-- BEGIN TEXT SECTION --

ACD (Anomalous Change Detection) is a collection of python routines that implement algorithms for detecting anomalous changes in pairs of images. The images can be panchromatic or multispectral (or hyperspectral), and for most of the algorithms, the two images need not have the same number of spectral bands. The general idea is to distinguish actual changes, which are assumed to be rare, from pervasive differences. Most of the algorithms in this package are described in (or are variants of the algorithms described in) [1]. A particular variant, the Elliptically-Contoured Hyperbolic Anomalous Change Detector (EC-HACD), is described in a later publication [2]. The code also incorporates an adaptive scheme to ameliorate residual misregistration between the images, based on the approach described in [3]. Although a large class of these algorithms (those that are distribution-based, rather than difference-based) have been patented [US 7,953,280 B2 (May 31,2011)], that patent has since been abandoned.
With the focus on generic "anomalous" changes (ie, pixels for which changes are notably unlike the changes that occur throughout the image pair), as opposed to specific targeted changes, there is no single application space that is targeted. But potentially useful applications include surveillance, situational awareness, and broad area search.

-- END TEXT SECTION --
-- BEGIN MATERIAL --

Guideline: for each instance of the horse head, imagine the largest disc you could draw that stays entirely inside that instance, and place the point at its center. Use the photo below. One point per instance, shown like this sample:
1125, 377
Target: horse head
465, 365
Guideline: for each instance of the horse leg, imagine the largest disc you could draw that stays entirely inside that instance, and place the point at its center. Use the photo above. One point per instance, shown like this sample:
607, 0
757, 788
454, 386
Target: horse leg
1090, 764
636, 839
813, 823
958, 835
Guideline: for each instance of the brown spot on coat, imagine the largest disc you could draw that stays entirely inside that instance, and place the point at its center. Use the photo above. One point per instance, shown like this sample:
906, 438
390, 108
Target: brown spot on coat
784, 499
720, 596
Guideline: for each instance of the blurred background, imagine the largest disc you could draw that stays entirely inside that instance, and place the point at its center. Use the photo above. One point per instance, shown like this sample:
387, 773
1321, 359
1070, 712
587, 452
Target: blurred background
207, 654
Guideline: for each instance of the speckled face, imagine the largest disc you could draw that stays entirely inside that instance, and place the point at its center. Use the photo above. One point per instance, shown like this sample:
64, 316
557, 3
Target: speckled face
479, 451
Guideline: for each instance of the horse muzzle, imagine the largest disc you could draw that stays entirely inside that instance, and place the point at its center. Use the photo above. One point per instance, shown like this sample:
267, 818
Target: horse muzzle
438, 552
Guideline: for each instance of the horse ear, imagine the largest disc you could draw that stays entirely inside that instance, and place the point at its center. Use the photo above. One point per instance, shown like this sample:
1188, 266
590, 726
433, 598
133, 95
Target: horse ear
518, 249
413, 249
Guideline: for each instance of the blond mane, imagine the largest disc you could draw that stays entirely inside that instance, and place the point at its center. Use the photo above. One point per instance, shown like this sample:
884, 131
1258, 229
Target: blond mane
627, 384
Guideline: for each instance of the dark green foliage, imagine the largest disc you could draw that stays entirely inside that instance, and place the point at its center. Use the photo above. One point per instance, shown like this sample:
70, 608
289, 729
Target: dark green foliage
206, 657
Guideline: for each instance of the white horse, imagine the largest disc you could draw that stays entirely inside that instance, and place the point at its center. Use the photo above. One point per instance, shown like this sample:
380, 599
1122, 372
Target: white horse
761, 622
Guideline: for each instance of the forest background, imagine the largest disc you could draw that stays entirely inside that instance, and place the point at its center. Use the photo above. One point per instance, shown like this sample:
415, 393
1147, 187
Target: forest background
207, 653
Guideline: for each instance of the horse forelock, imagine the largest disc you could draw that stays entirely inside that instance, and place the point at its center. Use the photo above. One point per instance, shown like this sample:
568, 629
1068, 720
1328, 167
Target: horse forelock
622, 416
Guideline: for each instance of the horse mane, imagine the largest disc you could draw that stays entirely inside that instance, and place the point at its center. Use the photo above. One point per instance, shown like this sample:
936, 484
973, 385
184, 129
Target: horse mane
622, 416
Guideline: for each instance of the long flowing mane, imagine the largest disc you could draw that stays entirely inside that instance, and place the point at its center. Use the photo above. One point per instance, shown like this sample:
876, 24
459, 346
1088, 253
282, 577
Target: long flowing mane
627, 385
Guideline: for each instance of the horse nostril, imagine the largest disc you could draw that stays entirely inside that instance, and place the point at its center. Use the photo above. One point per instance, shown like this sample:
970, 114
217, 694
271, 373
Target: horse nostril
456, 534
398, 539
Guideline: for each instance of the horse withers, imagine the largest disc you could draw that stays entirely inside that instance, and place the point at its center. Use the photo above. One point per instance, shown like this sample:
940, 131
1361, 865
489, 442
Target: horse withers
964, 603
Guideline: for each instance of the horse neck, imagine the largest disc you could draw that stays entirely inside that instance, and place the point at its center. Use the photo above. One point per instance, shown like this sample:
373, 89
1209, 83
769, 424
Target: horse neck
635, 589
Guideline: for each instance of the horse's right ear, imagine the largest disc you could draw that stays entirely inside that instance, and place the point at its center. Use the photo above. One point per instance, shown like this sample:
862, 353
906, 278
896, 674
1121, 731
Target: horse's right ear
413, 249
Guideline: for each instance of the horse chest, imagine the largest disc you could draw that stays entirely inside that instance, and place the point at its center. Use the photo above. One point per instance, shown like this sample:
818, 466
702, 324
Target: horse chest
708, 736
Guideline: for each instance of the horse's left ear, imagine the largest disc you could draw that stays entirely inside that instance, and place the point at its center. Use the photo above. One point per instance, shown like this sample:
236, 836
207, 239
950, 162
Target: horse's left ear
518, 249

-- END MATERIAL --

● PROBLEMS TO SOLVE
• 1. Select every line of the entries that contains the word "nostril", treating uppercase and lowercase as different.
• 2. Pick up the description of the anomalous change detection routines after its last sentence and keep writing it.

● RESULTS OF THE TASKS
• 1.
Guideline: for each instance of the horse nostril, imagine the largest disc you could draw that stays entirely inside that instance, and place the point at its center. Use the photo above. One point per instance, shown like this sample:
Target: horse nostril

• 2.
ACD was developed at Los Alamos National Laboratory under the Laboratory Directed Research and Development (LDRD) program. This software was originally developed in Matlab, as part of an internally funded project (LDRD20080040DR, FY 2008-2010) called "Automated Change Detection for Remote Sensing Imagery (ACDRSI)." Further development occurred under the auspices of a second internally funded project (LDRD20180529ECR, FY 2018-2019) on "Geospatial Change Surveillance with Heterogeneous Data." This more recent development included the re-implementation into the python language, as well as further utilities for breaking large images into tiles, and for masking out bad pixels.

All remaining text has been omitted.